Tournament information
- Dates: 28 November – 7 December 2025
- Venue: Lakeside Country Club
- Location: Frimley Green, Surrey, England
- Organisation(s): World Darts Federation (WDF)
- Format: Sets
- Prize fund: £221,000 (total)
- Winner's share: £50,000 (open) £25,000 (women) £3,000 (youth) £1,500 (girls)
- High checkout: 170 Cliff Prior

Champion(s)
- Jimmy van Schie (NED) (open) Deta Hedman (ENG) (women) Mitchell Lawrie (SCO) (youth) Zehra Gemi (TUR) (girls)

= 2025 WDF World Darts Championship =

Annual darts tournament

The 2025 WDF World Darts Championship (officially the 2025 WDF Lakeside World Championship) was a darts tournament that was held from 28 November to 7 December 2025 at the Lakeside Country Club in Frimley Green, Surrey, England. It was the fourth World Darts Championship to be organised by the World Darts Federation since it succeeded the now-defunct British Darts Organisation. The tournament was broadcast on television by Welsh channel S4C and on YouTube by the WDF and S4C. The open tournament, (Note: The WDF's "men's" and "boys'" categories were renamed to "open" and "youth" following a change in the WDF's eligibility criteria that saw participation in women's and girls' events restricted to those born as female.) women's tournament, youth tournament, and girls' tournament shared a total prize fund of £221,000, with the open champion receiving the biggest winner's prize of £50,000.

WORK INSTRUCTIONS:
Turn the paragraph in the text above that begins "The 2025 WDF World Darts Championship (officially" into a short bulleted list that keeps its main facts.

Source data
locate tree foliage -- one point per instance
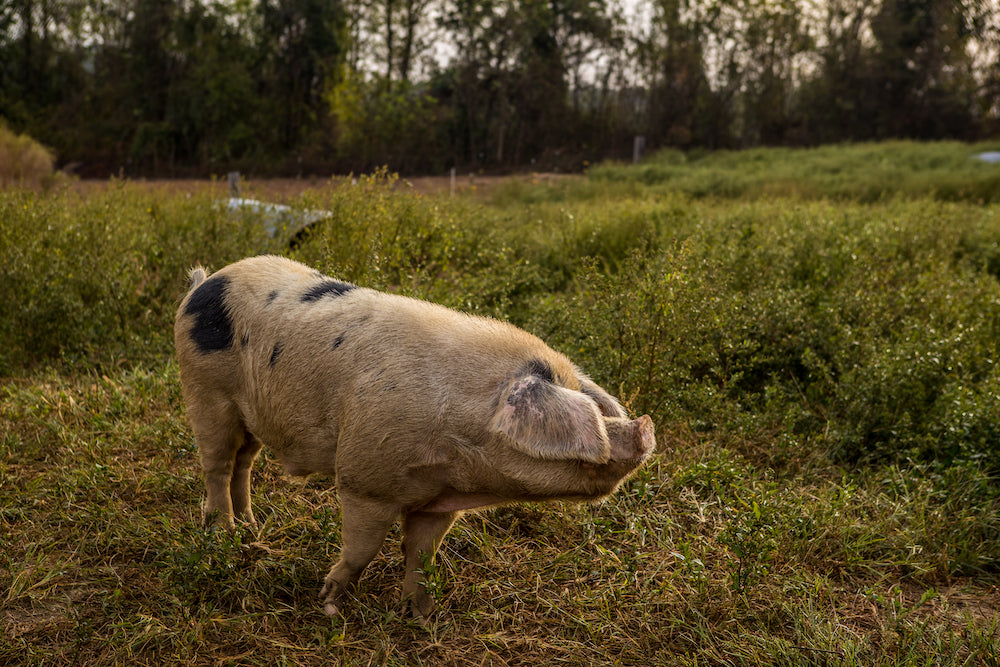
(171, 86)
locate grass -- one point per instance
(822, 373)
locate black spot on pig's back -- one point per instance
(212, 330)
(328, 287)
(540, 369)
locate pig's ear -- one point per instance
(547, 421)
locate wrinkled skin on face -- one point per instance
(419, 411)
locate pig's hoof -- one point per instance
(330, 597)
(422, 607)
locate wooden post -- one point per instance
(234, 184)
(638, 146)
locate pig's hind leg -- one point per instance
(227, 452)
(422, 535)
(239, 489)
(363, 529)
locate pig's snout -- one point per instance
(632, 441)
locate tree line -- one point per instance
(172, 87)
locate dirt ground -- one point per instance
(284, 190)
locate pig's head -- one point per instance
(566, 443)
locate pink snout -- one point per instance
(632, 441)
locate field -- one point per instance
(816, 335)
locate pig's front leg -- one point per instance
(422, 534)
(364, 527)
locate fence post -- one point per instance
(638, 147)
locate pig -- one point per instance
(418, 411)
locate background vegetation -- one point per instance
(821, 361)
(171, 87)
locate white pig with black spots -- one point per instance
(419, 411)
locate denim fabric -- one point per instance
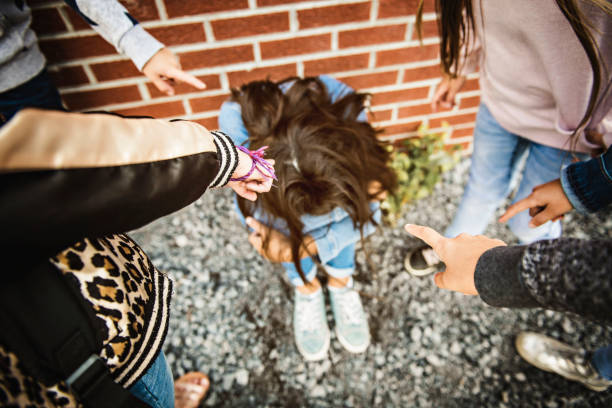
(156, 386)
(602, 361)
(38, 92)
(588, 184)
(496, 165)
(334, 233)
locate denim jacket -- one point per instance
(332, 231)
(588, 184)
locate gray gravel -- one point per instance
(231, 318)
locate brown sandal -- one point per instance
(190, 389)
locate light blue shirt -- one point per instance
(332, 231)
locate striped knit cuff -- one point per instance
(228, 158)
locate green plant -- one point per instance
(419, 163)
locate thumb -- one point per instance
(429, 235)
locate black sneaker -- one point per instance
(422, 261)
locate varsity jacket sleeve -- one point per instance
(566, 274)
(65, 176)
(115, 24)
(588, 184)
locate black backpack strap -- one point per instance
(49, 329)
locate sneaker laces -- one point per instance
(430, 256)
(350, 307)
(309, 317)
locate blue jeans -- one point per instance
(38, 92)
(495, 168)
(341, 266)
(156, 386)
(602, 360)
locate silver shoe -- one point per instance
(553, 356)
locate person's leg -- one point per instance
(602, 361)
(496, 153)
(38, 92)
(570, 362)
(543, 164)
(496, 159)
(156, 386)
(310, 328)
(351, 321)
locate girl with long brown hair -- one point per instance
(331, 170)
(545, 74)
(546, 77)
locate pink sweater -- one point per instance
(534, 74)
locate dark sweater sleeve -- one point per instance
(65, 176)
(588, 184)
(566, 274)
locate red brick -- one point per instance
(416, 110)
(159, 110)
(211, 123)
(68, 76)
(176, 8)
(68, 49)
(108, 71)
(401, 95)
(207, 103)
(324, 16)
(336, 64)
(420, 74)
(368, 36)
(457, 133)
(101, 97)
(179, 34)
(212, 82)
(295, 46)
(406, 55)
(277, 73)
(47, 21)
(453, 120)
(470, 85)
(370, 80)
(217, 57)
(469, 102)
(263, 3)
(429, 29)
(141, 10)
(401, 128)
(247, 26)
(379, 116)
(395, 8)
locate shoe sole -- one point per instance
(348, 346)
(525, 355)
(317, 356)
(415, 272)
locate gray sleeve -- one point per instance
(566, 274)
(113, 22)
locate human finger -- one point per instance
(518, 207)
(162, 85)
(429, 235)
(180, 75)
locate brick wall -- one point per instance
(371, 45)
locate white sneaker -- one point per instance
(310, 325)
(351, 321)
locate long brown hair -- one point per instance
(325, 157)
(456, 26)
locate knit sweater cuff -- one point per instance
(228, 158)
(497, 278)
(139, 45)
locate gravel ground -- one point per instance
(231, 318)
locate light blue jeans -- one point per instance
(156, 386)
(341, 266)
(496, 165)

RESULT OF THIS EXERCISE:
- Event: 2025 WDF World Darts Championship, officially the 2025 WDF Lakeside World Championship
- Dates: 28 November to 7 December 2025
- Venue: Lakeside Country Club, Frimley Green, Surrey, England
- History: the fourth World Darts Championship organized by the World Darts Federation since it succeeded the now-defunct British Darts Organisation
- Broadcast: on television by the Welsh channel S4C, and on YouTube by the WDF and S4C
- Categories: open, women's, youth and girls' tournaments; "men's" and "boys'" were renamed "open" and "youth" after the WDF restricted women's and girls' events to those born as female
- Prize fund: £221,000 in total, with the largest winner's prize of £50,000 going to the open champion